Zenit : Quel est l’apport humain et spirituel du Cenacolo dans le processus de reconstruction des jeunes ?
Père A. Dellatorre : Le Cenacolo est clairement une proposition chrétienne, c’est la vie de l’Évangile. Au-delà de l’accueil et de l’amour, il y a d’abord une reconstruction qui passe par le travail. Même si on vit dans la confiance à la divine providence, mère Elvira disait : « La première providence, c’est ta santé, c’est ta capacité de travailler. »
Les jeunes n’ont pas toujours la possibilité de « comprendre » l’amour de Dieu tout de suite, c’est donc important qu’ils se sentent d’abord accueillis et aimés. Mais l’amitié ne suffit pas, il faut arriver à Dieu. Dans la vie quotidienne communautaire, nous proposons la prière régulière, le chapelet ou l’adoration eucharistique. C’est réellement un cadeau pour les jeunes d’avoir une chapelle et le Saint-Sacrement à 10 mètres de leurs chambres !
La prière n’est pas obligatoire, mais habituellement, la plupart des jeunes s’ouvrent petit à petit et s’attachent au Seigneur. Nous leur disons : « La guérison, la résurrection, ça arrive quand tu as l’amour de Dieu, que tu te sens vraiment aimé comme tu es, et que tu es prêt à redémarrer tel que tu es. Parce que Dieu ne te juge pas. Et toi, renonce à te juger. » Il faudrait que les jeunes réussissent à comprendre qu’ils sont importants, précieux, et que le Seigneur les aime avec un amour infini.
Mais avancer au Cenacolo est aussi exigeant et douloureux. Il y a parfois des moments de violence entre nos jeunes qui sont tous blessés même si, en général, ils sont capables de vivre ensemble et se respecter. Pour rejeter la violence, ils doivent apprendre à se laisser aimer et toucher par le Seigneur. Nous sommes en plein Jubilé de l’espérance. Or, être pèlerin de l’espérance, cela veut dire cheminer avec confiance vers la tendresse et la douceur de Dieu. C’est possible pour tous et pour toutes !
Zenit : Comment le Cenacolo s’est-il développé et adapté aux problèmes de la société actuelle ?

(Entrées enregistrées)
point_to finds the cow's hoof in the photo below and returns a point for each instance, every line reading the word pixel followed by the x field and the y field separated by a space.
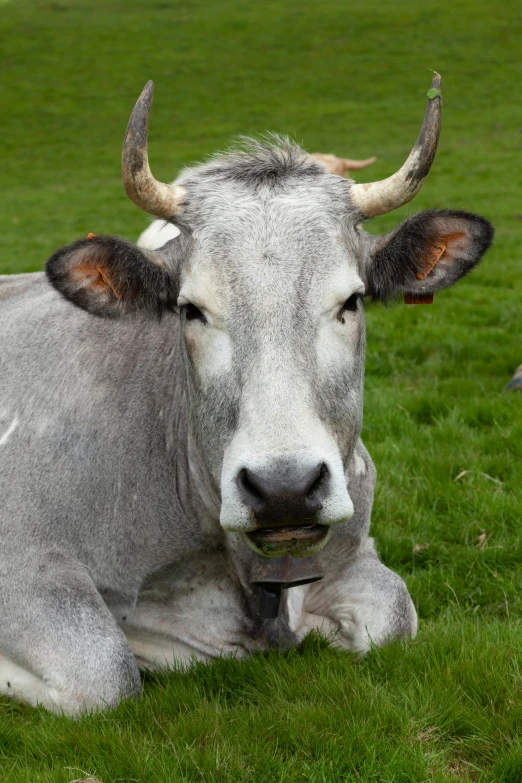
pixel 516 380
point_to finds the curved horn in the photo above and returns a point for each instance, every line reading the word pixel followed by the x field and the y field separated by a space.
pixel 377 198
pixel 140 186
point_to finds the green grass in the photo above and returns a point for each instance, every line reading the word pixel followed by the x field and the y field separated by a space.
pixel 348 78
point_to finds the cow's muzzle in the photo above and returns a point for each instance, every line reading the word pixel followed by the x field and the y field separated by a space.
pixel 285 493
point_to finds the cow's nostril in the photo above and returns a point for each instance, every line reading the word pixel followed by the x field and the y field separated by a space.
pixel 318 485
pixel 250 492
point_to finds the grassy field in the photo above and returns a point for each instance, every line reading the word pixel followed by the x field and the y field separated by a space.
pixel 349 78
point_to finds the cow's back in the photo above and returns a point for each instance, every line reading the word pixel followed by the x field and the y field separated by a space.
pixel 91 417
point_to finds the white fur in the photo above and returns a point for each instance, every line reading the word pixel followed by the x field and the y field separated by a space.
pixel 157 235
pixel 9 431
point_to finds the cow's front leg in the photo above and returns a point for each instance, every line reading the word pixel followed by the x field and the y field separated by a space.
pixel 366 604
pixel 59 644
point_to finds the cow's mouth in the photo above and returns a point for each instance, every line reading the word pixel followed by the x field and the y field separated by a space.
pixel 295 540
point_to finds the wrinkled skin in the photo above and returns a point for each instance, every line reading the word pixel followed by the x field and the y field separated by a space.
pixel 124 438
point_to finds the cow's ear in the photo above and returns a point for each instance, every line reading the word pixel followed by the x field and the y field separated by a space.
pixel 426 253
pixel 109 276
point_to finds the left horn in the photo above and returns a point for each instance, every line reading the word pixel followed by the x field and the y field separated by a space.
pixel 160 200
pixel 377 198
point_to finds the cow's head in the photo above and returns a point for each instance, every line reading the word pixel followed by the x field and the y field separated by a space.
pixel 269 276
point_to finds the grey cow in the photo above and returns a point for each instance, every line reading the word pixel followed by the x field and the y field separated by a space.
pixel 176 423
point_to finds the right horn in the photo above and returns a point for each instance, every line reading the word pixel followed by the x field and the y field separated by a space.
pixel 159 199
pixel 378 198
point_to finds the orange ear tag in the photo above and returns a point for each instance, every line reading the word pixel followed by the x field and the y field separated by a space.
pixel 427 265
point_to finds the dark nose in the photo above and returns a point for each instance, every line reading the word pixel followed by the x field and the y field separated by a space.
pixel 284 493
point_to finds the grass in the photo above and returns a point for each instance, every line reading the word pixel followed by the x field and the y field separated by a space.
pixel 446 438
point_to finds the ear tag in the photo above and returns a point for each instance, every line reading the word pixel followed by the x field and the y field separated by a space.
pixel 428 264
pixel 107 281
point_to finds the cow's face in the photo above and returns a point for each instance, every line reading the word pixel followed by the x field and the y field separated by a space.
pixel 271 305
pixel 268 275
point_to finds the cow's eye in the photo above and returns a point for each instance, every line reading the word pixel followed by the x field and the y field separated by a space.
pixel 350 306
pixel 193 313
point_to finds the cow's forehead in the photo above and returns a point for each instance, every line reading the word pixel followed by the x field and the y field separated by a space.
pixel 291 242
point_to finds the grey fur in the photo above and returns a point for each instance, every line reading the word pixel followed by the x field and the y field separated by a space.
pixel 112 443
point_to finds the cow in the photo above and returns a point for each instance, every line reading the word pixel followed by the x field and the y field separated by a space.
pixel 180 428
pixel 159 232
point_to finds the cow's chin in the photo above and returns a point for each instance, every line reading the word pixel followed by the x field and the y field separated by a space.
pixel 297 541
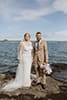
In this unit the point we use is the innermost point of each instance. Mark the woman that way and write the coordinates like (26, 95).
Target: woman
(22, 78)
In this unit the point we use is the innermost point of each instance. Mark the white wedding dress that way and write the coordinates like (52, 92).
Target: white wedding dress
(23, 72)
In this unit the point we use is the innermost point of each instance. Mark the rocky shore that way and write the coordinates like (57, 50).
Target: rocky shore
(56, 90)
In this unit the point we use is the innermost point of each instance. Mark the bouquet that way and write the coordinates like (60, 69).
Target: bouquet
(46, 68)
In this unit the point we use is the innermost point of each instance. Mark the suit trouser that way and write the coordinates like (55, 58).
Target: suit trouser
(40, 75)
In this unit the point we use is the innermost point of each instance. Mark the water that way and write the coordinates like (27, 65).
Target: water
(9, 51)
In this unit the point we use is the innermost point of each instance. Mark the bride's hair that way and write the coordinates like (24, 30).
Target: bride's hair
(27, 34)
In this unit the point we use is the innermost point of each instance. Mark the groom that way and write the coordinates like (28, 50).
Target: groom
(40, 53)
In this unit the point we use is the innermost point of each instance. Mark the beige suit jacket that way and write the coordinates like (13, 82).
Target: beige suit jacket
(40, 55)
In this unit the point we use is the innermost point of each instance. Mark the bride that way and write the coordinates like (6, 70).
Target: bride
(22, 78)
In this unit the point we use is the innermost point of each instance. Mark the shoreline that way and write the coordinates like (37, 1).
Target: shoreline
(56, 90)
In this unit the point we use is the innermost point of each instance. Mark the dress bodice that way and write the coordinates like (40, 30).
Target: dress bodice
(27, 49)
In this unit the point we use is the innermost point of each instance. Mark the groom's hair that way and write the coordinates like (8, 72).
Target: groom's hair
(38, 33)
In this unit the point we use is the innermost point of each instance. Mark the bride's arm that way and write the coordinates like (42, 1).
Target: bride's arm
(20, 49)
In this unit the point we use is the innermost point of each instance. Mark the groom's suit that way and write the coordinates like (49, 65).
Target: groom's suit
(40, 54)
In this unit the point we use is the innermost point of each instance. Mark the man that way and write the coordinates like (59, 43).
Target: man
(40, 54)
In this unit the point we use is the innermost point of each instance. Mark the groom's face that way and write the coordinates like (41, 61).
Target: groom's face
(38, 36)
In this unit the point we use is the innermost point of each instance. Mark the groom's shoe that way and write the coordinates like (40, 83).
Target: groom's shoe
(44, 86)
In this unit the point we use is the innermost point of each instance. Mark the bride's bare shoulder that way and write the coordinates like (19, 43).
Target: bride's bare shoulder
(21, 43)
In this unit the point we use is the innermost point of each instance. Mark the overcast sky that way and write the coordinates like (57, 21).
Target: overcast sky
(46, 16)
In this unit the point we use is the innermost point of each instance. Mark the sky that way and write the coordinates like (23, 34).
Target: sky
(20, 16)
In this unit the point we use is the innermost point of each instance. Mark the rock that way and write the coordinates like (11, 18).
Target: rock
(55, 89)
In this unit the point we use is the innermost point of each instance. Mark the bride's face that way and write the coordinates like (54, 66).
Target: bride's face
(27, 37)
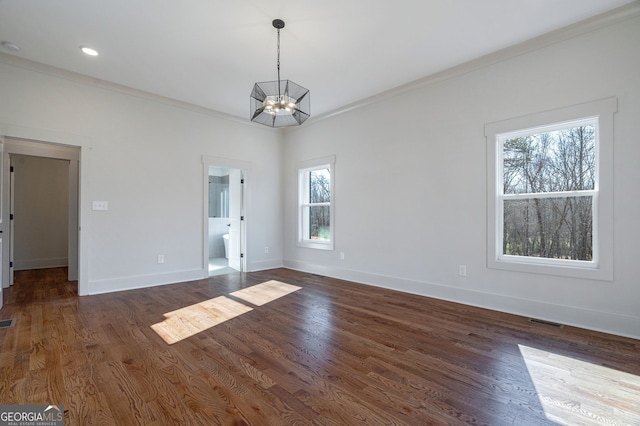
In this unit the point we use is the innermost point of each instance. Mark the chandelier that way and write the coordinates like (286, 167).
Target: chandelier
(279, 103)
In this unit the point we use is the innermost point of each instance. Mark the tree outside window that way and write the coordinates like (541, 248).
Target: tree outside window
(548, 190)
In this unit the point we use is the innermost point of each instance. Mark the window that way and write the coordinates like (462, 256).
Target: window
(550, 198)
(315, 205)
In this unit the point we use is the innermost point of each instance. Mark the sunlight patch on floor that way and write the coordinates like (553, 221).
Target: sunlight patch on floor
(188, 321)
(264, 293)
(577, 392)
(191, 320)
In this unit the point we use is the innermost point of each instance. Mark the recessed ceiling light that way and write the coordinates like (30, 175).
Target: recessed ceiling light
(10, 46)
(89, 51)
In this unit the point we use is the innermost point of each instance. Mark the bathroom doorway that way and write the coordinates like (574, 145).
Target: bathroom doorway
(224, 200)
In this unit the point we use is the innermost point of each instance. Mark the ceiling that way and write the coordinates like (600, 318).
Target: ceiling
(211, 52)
==
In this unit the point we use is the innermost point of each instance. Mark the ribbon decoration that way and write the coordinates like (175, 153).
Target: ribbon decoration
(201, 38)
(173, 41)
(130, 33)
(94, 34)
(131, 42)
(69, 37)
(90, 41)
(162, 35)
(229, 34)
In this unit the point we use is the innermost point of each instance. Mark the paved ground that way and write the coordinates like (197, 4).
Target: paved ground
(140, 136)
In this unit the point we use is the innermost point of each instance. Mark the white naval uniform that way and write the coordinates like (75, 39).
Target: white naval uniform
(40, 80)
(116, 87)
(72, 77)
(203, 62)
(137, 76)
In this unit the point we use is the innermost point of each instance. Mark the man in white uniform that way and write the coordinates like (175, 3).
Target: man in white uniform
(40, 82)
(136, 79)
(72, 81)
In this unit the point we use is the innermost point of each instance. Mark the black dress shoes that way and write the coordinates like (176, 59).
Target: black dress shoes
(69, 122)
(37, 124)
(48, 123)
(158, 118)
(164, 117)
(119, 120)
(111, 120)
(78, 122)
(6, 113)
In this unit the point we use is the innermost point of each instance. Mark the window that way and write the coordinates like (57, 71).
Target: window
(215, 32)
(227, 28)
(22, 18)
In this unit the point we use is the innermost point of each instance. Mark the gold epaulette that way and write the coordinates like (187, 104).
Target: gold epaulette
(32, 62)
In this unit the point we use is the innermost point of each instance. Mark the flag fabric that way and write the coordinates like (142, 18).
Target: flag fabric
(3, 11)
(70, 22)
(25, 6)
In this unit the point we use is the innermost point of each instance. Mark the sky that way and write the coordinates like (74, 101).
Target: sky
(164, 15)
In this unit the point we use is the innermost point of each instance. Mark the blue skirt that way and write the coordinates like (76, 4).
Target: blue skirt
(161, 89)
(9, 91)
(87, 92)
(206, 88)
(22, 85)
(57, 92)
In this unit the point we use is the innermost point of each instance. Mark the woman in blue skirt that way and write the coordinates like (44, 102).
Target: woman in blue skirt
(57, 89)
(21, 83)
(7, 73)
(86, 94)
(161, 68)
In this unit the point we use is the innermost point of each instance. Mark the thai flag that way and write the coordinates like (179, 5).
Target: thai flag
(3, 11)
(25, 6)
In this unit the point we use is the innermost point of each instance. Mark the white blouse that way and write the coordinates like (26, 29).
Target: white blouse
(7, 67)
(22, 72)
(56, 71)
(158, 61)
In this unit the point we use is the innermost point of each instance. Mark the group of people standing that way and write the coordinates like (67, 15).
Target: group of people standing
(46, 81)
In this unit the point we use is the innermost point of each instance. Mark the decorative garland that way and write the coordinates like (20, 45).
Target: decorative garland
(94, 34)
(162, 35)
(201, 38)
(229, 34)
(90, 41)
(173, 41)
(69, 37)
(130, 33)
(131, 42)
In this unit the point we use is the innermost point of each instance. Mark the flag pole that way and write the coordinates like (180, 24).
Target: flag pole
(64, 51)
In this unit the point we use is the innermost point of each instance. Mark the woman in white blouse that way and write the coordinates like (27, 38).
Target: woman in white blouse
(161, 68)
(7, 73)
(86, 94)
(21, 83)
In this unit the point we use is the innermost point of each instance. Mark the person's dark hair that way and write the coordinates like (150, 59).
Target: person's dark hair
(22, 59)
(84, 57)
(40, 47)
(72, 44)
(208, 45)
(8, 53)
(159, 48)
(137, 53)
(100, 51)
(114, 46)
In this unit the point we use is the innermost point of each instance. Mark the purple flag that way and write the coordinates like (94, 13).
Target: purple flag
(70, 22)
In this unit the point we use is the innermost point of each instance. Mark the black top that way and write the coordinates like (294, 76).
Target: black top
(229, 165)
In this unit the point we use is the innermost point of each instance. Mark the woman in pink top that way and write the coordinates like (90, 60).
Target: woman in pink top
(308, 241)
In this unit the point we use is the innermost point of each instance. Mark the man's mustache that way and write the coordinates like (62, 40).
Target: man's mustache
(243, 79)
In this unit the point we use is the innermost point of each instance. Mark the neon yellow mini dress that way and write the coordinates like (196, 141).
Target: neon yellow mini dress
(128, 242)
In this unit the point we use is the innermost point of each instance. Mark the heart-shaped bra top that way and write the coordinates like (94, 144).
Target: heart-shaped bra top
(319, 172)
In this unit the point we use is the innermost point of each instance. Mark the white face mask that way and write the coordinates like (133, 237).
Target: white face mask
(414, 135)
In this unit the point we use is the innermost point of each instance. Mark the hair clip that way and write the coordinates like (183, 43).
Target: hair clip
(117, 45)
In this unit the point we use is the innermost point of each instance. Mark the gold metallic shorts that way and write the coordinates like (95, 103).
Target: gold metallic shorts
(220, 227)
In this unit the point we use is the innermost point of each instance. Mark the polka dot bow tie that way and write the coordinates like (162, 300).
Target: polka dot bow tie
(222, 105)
---
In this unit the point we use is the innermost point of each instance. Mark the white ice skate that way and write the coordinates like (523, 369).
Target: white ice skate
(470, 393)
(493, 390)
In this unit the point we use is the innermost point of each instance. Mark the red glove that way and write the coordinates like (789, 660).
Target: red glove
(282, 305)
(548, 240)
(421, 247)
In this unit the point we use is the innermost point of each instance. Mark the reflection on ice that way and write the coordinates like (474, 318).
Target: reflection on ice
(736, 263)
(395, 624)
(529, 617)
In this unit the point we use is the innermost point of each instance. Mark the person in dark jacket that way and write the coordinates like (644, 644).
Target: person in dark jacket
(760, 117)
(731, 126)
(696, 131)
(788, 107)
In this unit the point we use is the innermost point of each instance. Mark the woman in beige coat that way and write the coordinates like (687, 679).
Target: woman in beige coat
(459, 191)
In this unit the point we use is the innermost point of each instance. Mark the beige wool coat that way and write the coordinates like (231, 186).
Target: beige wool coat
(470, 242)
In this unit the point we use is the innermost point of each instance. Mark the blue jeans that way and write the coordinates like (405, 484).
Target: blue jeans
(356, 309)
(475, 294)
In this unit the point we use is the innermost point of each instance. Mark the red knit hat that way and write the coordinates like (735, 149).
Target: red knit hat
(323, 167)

Explorer le contenu
- A) Dans l'entretien sur le Cenacolo, à quelle distance des chambres des jeunes se trouvent la chapelle et le Saint-Sacrement ?
- B) Énumérez les formes de prière proposées dans la vie quotidienne communautaire selon l'entretien sur le Cenacolo.
- C) Rédigez la suite de l'entretien sur le Cenacolo à partir de sa dernière phrase.

Résultats de l'exercice
- A) À 10 mètres.

- B)
- la prière régulière
- le chapelet
- l'adoration eucharistique

- C)
P. Andrea, à droite, avec la fraternité sainte Bernadette à Lourdes © comunitacenacolo.it
Père A. Dellatorre : Le développement de la communauté, c’est l’œuvre de Dieu ! Mère Elvira avait clairement compris qu’elle devait s’abandonner totalement à la divine Providence. Elle n’a jamais voulu accepter l’argent de l’État et n’a jamais demandé d’argent aux familles. Toutes nos maisons ont été ouvertes alors que nous n’avions pas d’argent. Mère Elvira voulait montrer de cette façon que Dieu existe concrètement, qu’il est un Père miséricordieux. Elle a cherché à faire expérimenter aux jeunes la paternité et la tendresse de Dieu.
Avec les années, le Cenacolo s’est renouvelé vers une plus grande tendresse, douceur, et un plus grand accueil, tout en gardant l’exigence nécessaire. Mère Elvira a vécu les dix dernières années de sa vie dans la maladie, ce qui nous a obligés à faire communion entre nous, et l’Esprit Saint a permis que nous vivions des changements.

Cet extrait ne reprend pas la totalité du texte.